• Exercises to complete:
1. Rewrite the passage on the boat guides from "The 34-page Buying" down to "and boat loans.", putting "test runs" wherever "sea trials" appears.
2. The passage on the boat guides names several topics that are likely to be unfamiliar to the prospective boat owner and are clearly spelled out in the guide. List all of them.

• Quoted passage:
______________________________
The answers to these questions and many more are answered in two free guides from BoatU.S. Consumer Affairs, Buying and Selling a Boat and Guide to Marine Service.
The 34-page Buying and Selling a Boat guide will help the novice navigate unfamiliar waters and remind the seasoned boat owner of landmarks to steer by and trouble spots to avoid when trading up or selling. Unlike buying an automobile, the guide explains what to look for when buying a new or used boat, such as manufacturing standards, surveys and sea trials. Also likely to be unfamiliar to the prospective boat owner - and clearly spelled out in the guide - is information on warrantees, federal documentation, osmotic blisters, marine insurance and boat loans.
______________________________
• Material shown:
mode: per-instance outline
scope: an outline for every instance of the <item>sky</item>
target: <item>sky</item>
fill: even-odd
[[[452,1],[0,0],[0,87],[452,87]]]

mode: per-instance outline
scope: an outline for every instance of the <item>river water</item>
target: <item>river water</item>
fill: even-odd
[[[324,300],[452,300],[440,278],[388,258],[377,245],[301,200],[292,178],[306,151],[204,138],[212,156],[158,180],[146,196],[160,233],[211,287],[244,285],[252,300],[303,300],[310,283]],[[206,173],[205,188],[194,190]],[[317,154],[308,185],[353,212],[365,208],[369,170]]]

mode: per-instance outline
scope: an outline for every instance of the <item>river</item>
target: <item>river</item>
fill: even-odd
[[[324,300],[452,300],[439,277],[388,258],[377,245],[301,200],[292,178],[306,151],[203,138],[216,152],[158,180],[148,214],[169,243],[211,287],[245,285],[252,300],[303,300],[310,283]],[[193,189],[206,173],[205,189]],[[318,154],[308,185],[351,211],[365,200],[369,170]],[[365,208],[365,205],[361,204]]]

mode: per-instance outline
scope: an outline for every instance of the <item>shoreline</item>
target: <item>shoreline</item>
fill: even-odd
______________________________
• Answers to each task:
1.
The 34-page Buying and Selling a Boat guide will help the novice navigate unfamiliar waters and remind the seasoned boat owner of landmarks to steer by and trouble spots to avoid when trading up or selling. Unlike buying an automobile, the guide explains what to look for when buying a new or used boat, such as manufacturing standards, surveys and test runs. Also likely to be unfamiliar to the prospective boat owner - and clearly spelled out in the guide - is information on warrantees, federal documentation, osmotic blisters, marine insurance and boat loans.

2. warrantees, federal documentation, osmotic blisters, marine insurance, boat loans